Items in a dataset:
--- BEGIN ---

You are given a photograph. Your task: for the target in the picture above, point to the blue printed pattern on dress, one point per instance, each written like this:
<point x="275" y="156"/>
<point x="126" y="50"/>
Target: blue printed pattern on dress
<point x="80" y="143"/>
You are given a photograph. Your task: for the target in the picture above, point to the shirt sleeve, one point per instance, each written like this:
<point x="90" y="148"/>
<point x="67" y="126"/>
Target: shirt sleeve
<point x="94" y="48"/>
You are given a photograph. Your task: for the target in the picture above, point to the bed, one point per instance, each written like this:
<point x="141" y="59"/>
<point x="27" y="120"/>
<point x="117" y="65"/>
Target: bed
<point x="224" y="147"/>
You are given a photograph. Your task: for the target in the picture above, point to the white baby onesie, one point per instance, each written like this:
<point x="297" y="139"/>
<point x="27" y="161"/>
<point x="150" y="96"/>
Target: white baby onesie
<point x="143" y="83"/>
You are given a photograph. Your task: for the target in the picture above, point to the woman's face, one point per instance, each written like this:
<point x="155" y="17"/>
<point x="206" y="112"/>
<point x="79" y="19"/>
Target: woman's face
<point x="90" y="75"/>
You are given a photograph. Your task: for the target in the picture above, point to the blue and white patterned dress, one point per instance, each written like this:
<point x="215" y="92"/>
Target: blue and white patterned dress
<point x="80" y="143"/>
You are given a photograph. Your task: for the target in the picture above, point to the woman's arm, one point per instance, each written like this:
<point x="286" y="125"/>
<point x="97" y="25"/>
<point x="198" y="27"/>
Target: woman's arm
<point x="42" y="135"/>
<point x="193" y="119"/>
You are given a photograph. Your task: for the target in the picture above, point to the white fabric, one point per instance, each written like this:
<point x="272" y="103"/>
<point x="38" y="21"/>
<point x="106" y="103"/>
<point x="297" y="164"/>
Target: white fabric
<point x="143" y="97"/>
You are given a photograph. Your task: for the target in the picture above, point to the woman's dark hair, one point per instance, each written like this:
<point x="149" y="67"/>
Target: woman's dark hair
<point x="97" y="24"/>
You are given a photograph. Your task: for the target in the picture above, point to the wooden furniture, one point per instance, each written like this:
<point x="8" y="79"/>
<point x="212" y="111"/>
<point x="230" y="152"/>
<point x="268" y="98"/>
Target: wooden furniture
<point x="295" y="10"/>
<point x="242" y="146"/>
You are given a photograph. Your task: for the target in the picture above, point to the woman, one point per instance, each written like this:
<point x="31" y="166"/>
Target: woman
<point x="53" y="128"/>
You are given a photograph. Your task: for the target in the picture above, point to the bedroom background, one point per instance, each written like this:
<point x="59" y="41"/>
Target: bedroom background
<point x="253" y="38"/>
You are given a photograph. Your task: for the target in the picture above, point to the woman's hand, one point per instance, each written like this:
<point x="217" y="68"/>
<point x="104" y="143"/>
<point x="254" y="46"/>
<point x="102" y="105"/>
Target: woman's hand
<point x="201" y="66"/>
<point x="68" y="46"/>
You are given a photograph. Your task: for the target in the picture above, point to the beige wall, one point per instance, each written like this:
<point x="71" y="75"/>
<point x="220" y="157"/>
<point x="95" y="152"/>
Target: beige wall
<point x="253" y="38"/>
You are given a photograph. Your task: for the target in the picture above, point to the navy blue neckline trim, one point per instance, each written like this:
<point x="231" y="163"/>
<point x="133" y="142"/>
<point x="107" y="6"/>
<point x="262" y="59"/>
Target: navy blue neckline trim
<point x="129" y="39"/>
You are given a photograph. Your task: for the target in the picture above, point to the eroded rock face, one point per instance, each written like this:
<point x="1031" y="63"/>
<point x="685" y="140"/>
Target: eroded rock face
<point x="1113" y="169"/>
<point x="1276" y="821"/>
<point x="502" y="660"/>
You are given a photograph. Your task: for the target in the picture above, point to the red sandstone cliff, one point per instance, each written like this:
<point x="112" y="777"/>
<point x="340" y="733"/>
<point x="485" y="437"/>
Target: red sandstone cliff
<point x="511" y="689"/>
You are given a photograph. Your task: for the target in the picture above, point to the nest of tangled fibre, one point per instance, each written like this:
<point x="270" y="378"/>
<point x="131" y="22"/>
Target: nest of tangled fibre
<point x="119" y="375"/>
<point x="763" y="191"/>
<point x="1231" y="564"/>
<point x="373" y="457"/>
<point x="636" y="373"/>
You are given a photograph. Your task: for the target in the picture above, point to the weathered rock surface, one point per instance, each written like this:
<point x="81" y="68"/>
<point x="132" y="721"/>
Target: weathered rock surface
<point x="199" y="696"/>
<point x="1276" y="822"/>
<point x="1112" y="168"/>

--- END ---

Stated problem
Copy out every row above word for word.

Task answer
You are given a photograph. Your task: for the target in the picture above, point to the blue printed pattern on dress, one point per instance, each written like this:
<point x="275" y="156"/>
<point x="126" y="50"/>
Target: blue printed pattern on dress
<point x="80" y="143"/>
You are given a photograph. Your task: for the target in the picture above, point to the shirt sleeve, one point per instance, each written like this:
<point x="90" y="148"/>
<point x="67" y="126"/>
Target: shirt sleeve
<point x="94" y="48"/>
You are given a photograph. Your task: for the target in the picture above, point to the bed, one point per instance, each written like this:
<point x="141" y="59"/>
<point x="27" y="120"/>
<point x="117" y="65"/>
Target: bed
<point x="224" y="147"/>
You are given a photograph. Your task: for the target in the picture above, point to the white baby onesie, one point per instance, each written like this:
<point x="297" y="139"/>
<point x="27" y="161"/>
<point x="150" y="96"/>
Target: white baby onesie
<point x="143" y="83"/>
You are given a photograph. Your task: for the target in the picture above, point to the woman's face, one point per instance, each written like this:
<point x="155" y="17"/>
<point x="206" y="112"/>
<point x="79" y="19"/>
Target: woman's face
<point x="90" y="75"/>
You are given a photograph. Your task: for the target in the picture above, point to the blue and white patterned dress, one point per instance, each written like this:
<point x="215" y="92"/>
Target: blue and white patterned dress
<point x="80" y="143"/>
You are given a photograph. Your task: for the target in the picture above, point to the woman's arm, one point per instance, each written like this:
<point x="286" y="125"/>
<point x="97" y="25"/>
<point x="198" y="27"/>
Target: woman's arm
<point x="42" y="135"/>
<point x="193" y="119"/>
You are given a photograph. Your task: for the target in the picture above, point to the white fabric, one point per instance, each written like this:
<point x="272" y="103"/>
<point x="38" y="21"/>
<point x="106" y="103"/>
<point x="297" y="164"/>
Target: white fabric
<point x="143" y="97"/>
You are given a photograph. Your task: for the target in the picture above, point to the woman's dark hair, one point per instance, each written like this:
<point x="149" y="67"/>
Target: woman's dark hair
<point x="97" y="24"/>
You are given a photograph. Your task: for the target in the picture above, point to the wooden furniture, one point per instance, each written like this:
<point x="8" y="79"/>
<point x="212" y="111"/>
<point x="230" y="152"/>
<point x="268" y="98"/>
Target: wooden furniture
<point x="295" y="10"/>
<point x="242" y="146"/>
You are given a photograph. Your task: for the target in the picture above, point to the woman, one point per instance, each written like this:
<point x="31" y="166"/>
Target: woman
<point x="53" y="128"/>
You are given a photograph. Your task: for the target in the picture above, point to the bedroom background, one point per instance, each written like this:
<point x="59" y="41"/>
Target: bedroom background
<point x="253" y="38"/>
You are given a photograph. Your task: for the target in the picture above, point to the woman's hand, one point per instance, each written like this:
<point x="217" y="68"/>
<point x="104" y="143"/>
<point x="254" y="46"/>
<point x="102" y="105"/>
Target: woman's hand
<point x="201" y="66"/>
<point x="68" y="46"/>
You are given a photograph. Your task: for the target in the picture above, point to the beige wall, one point per instance, each written like this:
<point x="71" y="75"/>
<point x="220" y="157"/>
<point x="95" y="152"/>
Target: beige wall
<point x="253" y="38"/>
You are given a photograph. Your task: for the target in the picture above, point to the navy blue neckline trim, one point per instance, each written like this:
<point x="231" y="163"/>
<point x="133" y="142"/>
<point x="107" y="6"/>
<point x="262" y="59"/>
Target: navy blue neckline trim
<point x="129" y="39"/>
You are given a photograph. Your task: for the target in the picture above, point to the eroded rock face, one point per instance, each written like this:
<point x="1031" y="63"/>
<point x="685" y="140"/>
Target: eroded rock face
<point x="1113" y="169"/>
<point x="1276" y="821"/>
<point x="502" y="660"/>
You are given a photograph. Your task: for the target in the picture above, point to the red sandstone cliff, one point per instance, each written like this:
<point x="112" y="777"/>
<point x="340" y="733"/>
<point x="485" y="437"/>
Target: red sandstone cliff
<point x="511" y="689"/>
You are given a photograph. Your task: for the target in the picture above, point to the nest of tangled fibre, one point per instance, each written like this:
<point x="270" y="378"/>
<point x="131" y="22"/>
Target: nest of tangled fibre
<point x="119" y="375"/>
<point x="763" y="191"/>
<point x="1231" y="564"/>
<point x="373" y="457"/>
<point x="636" y="373"/>
You are given a photograph. Your task: for the target in the picture above, point to the weathered rock surface, one point per instance, each written like this:
<point x="81" y="68"/>
<point x="132" y="721"/>
Target: weathered rock surface
<point x="199" y="696"/>
<point x="1276" y="822"/>
<point x="1112" y="168"/>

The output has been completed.